_GIVEN EXERCISE_: Your task is to copy the listing exactly, with the pictures left out.

[Region annotation items]
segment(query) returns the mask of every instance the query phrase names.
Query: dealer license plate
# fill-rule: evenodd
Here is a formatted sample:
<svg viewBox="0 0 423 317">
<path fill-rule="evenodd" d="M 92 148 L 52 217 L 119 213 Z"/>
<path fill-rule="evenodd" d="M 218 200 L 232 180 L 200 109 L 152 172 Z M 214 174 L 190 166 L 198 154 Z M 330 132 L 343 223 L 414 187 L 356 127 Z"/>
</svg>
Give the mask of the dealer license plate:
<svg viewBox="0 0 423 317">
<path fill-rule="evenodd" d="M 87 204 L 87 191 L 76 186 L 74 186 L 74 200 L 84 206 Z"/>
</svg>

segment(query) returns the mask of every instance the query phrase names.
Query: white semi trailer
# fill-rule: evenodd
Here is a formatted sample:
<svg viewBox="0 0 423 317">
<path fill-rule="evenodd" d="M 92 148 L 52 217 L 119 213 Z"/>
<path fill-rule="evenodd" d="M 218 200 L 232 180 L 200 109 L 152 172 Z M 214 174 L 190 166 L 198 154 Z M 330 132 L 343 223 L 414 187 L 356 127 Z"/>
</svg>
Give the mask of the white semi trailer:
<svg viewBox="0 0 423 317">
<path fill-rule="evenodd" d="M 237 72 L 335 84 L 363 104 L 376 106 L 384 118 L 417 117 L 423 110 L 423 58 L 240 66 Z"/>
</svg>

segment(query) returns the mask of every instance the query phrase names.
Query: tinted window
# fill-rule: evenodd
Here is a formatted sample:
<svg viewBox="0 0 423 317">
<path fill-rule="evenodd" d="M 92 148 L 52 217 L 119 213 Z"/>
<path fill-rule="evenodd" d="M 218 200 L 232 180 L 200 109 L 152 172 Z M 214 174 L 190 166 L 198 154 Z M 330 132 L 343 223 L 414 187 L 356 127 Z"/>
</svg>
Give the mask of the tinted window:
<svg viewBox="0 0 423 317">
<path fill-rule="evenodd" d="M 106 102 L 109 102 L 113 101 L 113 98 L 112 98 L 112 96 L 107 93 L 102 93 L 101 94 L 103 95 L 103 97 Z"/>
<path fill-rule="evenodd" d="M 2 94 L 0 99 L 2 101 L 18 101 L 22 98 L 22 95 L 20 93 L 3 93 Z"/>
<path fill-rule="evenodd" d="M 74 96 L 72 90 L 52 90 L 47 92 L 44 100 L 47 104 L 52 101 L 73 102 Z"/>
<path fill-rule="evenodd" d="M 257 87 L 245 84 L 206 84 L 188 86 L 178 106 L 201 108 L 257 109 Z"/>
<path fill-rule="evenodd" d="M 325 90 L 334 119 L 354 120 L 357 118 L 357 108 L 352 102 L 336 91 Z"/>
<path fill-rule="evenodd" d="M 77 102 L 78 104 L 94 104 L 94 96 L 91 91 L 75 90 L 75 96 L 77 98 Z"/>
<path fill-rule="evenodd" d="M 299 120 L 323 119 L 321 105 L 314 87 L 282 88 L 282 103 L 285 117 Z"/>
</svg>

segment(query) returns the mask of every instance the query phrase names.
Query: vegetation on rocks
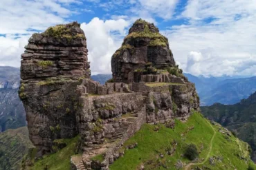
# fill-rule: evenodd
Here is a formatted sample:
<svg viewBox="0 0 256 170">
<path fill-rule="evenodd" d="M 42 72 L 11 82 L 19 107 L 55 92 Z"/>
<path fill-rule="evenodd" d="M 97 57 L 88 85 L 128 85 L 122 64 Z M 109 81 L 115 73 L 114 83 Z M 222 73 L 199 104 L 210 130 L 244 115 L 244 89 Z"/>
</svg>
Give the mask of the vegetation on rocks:
<svg viewBox="0 0 256 170">
<path fill-rule="evenodd" d="M 157 39 L 155 40 L 153 40 L 150 41 L 149 43 L 149 46 L 163 46 L 163 47 L 166 47 L 167 44 L 166 42 L 162 41 L 161 39 Z"/>
<path fill-rule="evenodd" d="M 78 27 L 77 23 L 73 23 L 72 24 L 72 27 Z M 50 27 L 44 33 L 42 33 L 42 34 L 48 37 L 55 39 L 64 38 L 68 40 L 77 38 L 85 39 L 84 35 L 82 34 L 72 34 L 71 30 L 72 27 L 68 27 L 66 25 L 57 25 L 55 27 Z"/>
<path fill-rule="evenodd" d="M 43 68 L 47 68 L 48 67 L 52 66 L 53 65 L 53 62 L 51 61 L 39 61 L 37 64 Z"/>
<path fill-rule="evenodd" d="M 188 169 L 198 167 L 203 167 L 203 169 L 236 168 L 246 170 L 250 163 L 253 168 L 256 167 L 250 160 L 246 143 L 235 136 L 227 136 L 219 132 L 219 129 L 222 127 L 211 125 L 200 114 L 194 113 L 185 123 L 176 120 L 175 125 L 174 129 L 167 128 L 164 125 L 144 125 L 123 147 L 131 142 L 136 142 L 138 146 L 125 150 L 124 157 L 115 161 L 110 169 L 137 169 L 143 165 L 145 169 L 174 170 L 180 162 L 183 164 L 190 162 L 185 156 L 181 156 L 185 154 L 187 147 L 191 143 L 196 146 L 199 154 L 198 162 L 196 161 L 198 164 L 189 165 Z M 158 128 L 156 129 L 156 126 Z M 244 159 L 241 159 L 241 156 Z M 214 156 L 223 159 L 211 165 L 209 159 Z"/>
<path fill-rule="evenodd" d="M 26 127 L 0 133 L 0 170 L 19 169 L 23 157 L 33 147 Z"/>
<path fill-rule="evenodd" d="M 256 160 L 256 93 L 248 99 L 232 105 L 216 103 L 212 106 L 201 107 L 203 114 L 230 131 L 237 136 L 247 142 L 252 147 L 252 158 Z"/>
<path fill-rule="evenodd" d="M 39 160 L 31 167 L 27 167 L 28 170 L 69 170 L 71 169 L 70 159 L 75 153 L 76 147 L 79 143 L 79 136 L 72 139 L 62 139 L 62 142 L 65 142 L 66 147 L 48 156 L 43 159 Z"/>
<path fill-rule="evenodd" d="M 134 54 L 135 52 L 134 47 L 131 46 L 129 44 L 125 44 L 122 45 L 118 50 L 116 50 L 116 52 L 113 54 L 113 57 L 118 56 L 125 50 L 129 50 L 131 54 Z"/>
<path fill-rule="evenodd" d="M 97 155 L 91 158 L 91 160 L 99 161 L 100 162 L 103 162 L 104 160 L 103 154 Z"/>
<path fill-rule="evenodd" d="M 178 77 L 181 77 L 182 76 L 183 71 L 181 69 L 179 68 L 179 65 L 176 65 L 174 67 L 168 67 L 166 69 L 170 74 L 176 76 Z"/>
<path fill-rule="evenodd" d="M 196 146 L 194 144 L 190 144 L 185 149 L 184 156 L 190 160 L 194 160 L 198 158 L 199 153 Z"/>
</svg>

_RESULT OF THIS TASK_:
segment(query) returns the mask of every instance the query phrase names.
Query: dealer license plate
# fill-rule: evenodd
Here is a formatted sample:
<svg viewBox="0 0 423 317">
<path fill-rule="evenodd" d="M 92 148 L 52 217 L 119 213 Z"/>
<path fill-rule="evenodd" d="M 218 200 L 232 180 L 200 109 L 152 172 Z M 214 174 L 190 166 L 198 154 Z M 330 132 L 343 223 L 414 187 L 356 127 Z"/>
</svg>
Give the mask of the dealer license plate:
<svg viewBox="0 0 423 317">
<path fill-rule="evenodd" d="M 87 204 L 87 191 L 76 186 L 74 186 L 74 200 L 84 206 Z"/>
</svg>

segment(query) returns the mask of every instance the query phrase names.
Query: white semi trailer
# fill-rule: evenodd
Here is a formatted sample:
<svg viewBox="0 0 423 317">
<path fill-rule="evenodd" d="M 92 148 L 52 217 L 119 213 Z"/>
<path fill-rule="evenodd" d="M 218 200 L 232 180 L 200 109 L 152 172 Z M 214 174 L 190 166 L 198 154 Z M 330 132 L 343 223 L 414 187 L 356 127 Z"/>
</svg>
Give the mask of the white semi trailer:
<svg viewBox="0 0 423 317">
<path fill-rule="evenodd" d="M 237 72 L 335 84 L 363 104 L 376 106 L 384 118 L 417 117 L 423 110 L 423 58 L 240 66 Z"/>
</svg>

segment(query) returns the mask of every instance the query phrase names.
Query: tinted window
# fill-rule: evenodd
Here is a formatted sample:
<svg viewBox="0 0 423 317">
<path fill-rule="evenodd" d="M 92 148 L 52 217 L 119 213 Z"/>
<path fill-rule="evenodd" d="M 218 200 L 232 180 L 200 109 L 152 172 Z M 214 174 L 190 166 L 198 154 Z M 330 132 L 343 223 L 414 187 L 356 127 Z"/>
</svg>
Give the mask of the tinted window:
<svg viewBox="0 0 423 317">
<path fill-rule="evenodd" d="M 106 102 L 109 102 L 113 101 L 113 98 L 112 98 L 112 96 L 107 93 L 102 93 L 101 94 L 103 95 L 103 97 Z"/>
<path fill-rule="evenodd" d="M 2 94 L 0 99 L 2 101 L 18 101 L 22 98 L 22 95 L 20 93 L 3 93 Z"/>
<path fill-rule="evenodd" d="M 74 96 L 72 90 L 52 90 L 47 92 L 44 100 L 47 104 L 52 101 L 73 102 Z"/>
<path fill-rule="evenodd" d="M 257 87 L 245 84 L 206 84 L 188 86 L 178 106 L 201 108 L 257 109 Z"/>
<path fill-rule="evenodd" d="M 325 90 L 334 119 L 354 120 L 357 118 L 357 108 L 352 102 L 336 91 Z"/>
<path fill-rule="evenodd" d="M 77 102 L 78 104 L 94 104 L 94 96 L 91 91 L 75 90 L 75 96 L 77 98 Z"/>
<path fill-rule="evenodd" d="M 299 120 L 323 119 L 321 105 L 314 87 L 282 88 L 282 103 L 285 117 Z"/>
</svg>

segment(query) returns the mask of every instance the query phrase names.
Query: vegetation on rocks
# fill-rule: evenodd
Here is a formatted sample:
<svg viewBox="0 0 256 170">
<path fill-rule="evenodd" d="M 42 72 L 11 82 L 19 107 L 55 92 Z"/>
<path fill-rule="evenodd" d="M 97 57 L 88 85 L 128 85 L 122 64 Z M 109 81 L 115 73 L 114 83 Z M 222 73 L 199 104 L 210 130 L 244 115 L 244 89 Z"/>
</svg>
Give the mask of the vegetation on rocks:
<svg viewBox="0 0 256 170">
<path fill-rule="evenodd" d="M 157 39 L 155 40 L 153 40 L 150 41 L 149 43 L 149 46 L 163 46 L 163 47 L 166 47 L 167 44 L 166 42 L 162 41 L 161 39 Z"/>
<path fill-rule="evenodd" d="M 78 27 L 77 23 L 73 23 L 72 24 L 72 27 Z M 50 27 L 44 33 L 42 33 L 42 34 L 48 37 L 55 39 L 64 38 L 68 40 L 77 38 L 85 39 L 84 35 L 82 34 L 72 34 L 71 30 L 72 27 L 68 27 L 66 25 L 57 25 L 55 27 Z"/>
<path fill-rule="evenodd" d="M 43 68 L 47 68 L 48 67 L 52 66 L 53 65 L 53 62 L 51 61 L 39 61 L 37 64 Z"/>
<path fill-rule="evenodd" d="M 188 169 L 198 167 L 203 167 L 203 169 L 236 168 L 246 170 L 250 163 L 253 168 L 256 167 L 250 160 L 246 143 L 235 136 L 227 136 L 219 132 L 219 129 L 222 127 L 211 125 L 200 114 L 194 113 L 185 123 L 176 120 L 175 125 L 174 129 L 167 128 L 164 125 L 144 125 L 123 147 L 131 142 L 136 142 L 138 146 L 125 150 L 124 157 L 115 161 L 110 169 L 137 169 L 143 165 L 145 169 L 174 170 L 180 162 L 183 164 L 190 162 L 185 156 L 181 156 L 185 154 L 187 147 L 191 143 L 196 146 L 199 154 L 198 162 L 196 161 L 198 164 L 189 165 Z M 158 128 L 156 129 L 156 126 Z M 244 159 L 241 159 L 241 156 Z M 214 156 L 223 159 L 211 165 L 209 159 Z"/>
<path fill-rule="evenodd" d="M 26 127 L 0 133 L 0 170 L 19 169 L 23 157 L 33 147 Z"/>
<path fill-rule="evenodd" d="M 256 160 L 256 93 L 248 99 L 232 105 L 216 103 L 212 106 L 201 107 L 203 114 L 230 131 L 237 136 L 247 142 L 252 147 L 252 158 Z"/>
<path fill-rule="evenodd" d="M 39 160 L 31 167 L 27 167 L 28 170 L 69 170 L 71 169 L 70 159 L 75 153 L 76 147 L 79 143 L 79 136 L 72 139 L 62 139 L 62 142 L 65 142 L 66 147 L 48 156 L 43 159 Z"/>
<path fill-rule="evenodd" d="M 134 54 L 135 52 L 134 47 L 131 46 L 129 44 L 125 44 L 122 45 L 118 50 L 116 50 L 116 52 L 113 54 L 113 57 L 118 56 L 125 50 L 129 50 L 131 54 Z"/>
<path fill-rule="evenodd" d="M 97 155 L 91 158 L 91 160 L 99 161 L 100 162 L 103 162 L 104 160 L 103 154 Z"/>
<path fill-rule="evenodd" d="M 178 77 L 181 77 L 182 76 L 183 71 L 181 69 L 179 68 L 179 65 L 176 65 L 174 67 L 168 67 L 166 69 L 170 74 L 176 76 Z"/>
<path fill-rule="evenodd" d="M 196 146 L 194 144 L 190 144 L 185 149 L 184 156 L 190 160 L 194 160 L 198 158 L 199 153 Z"/>
</svg>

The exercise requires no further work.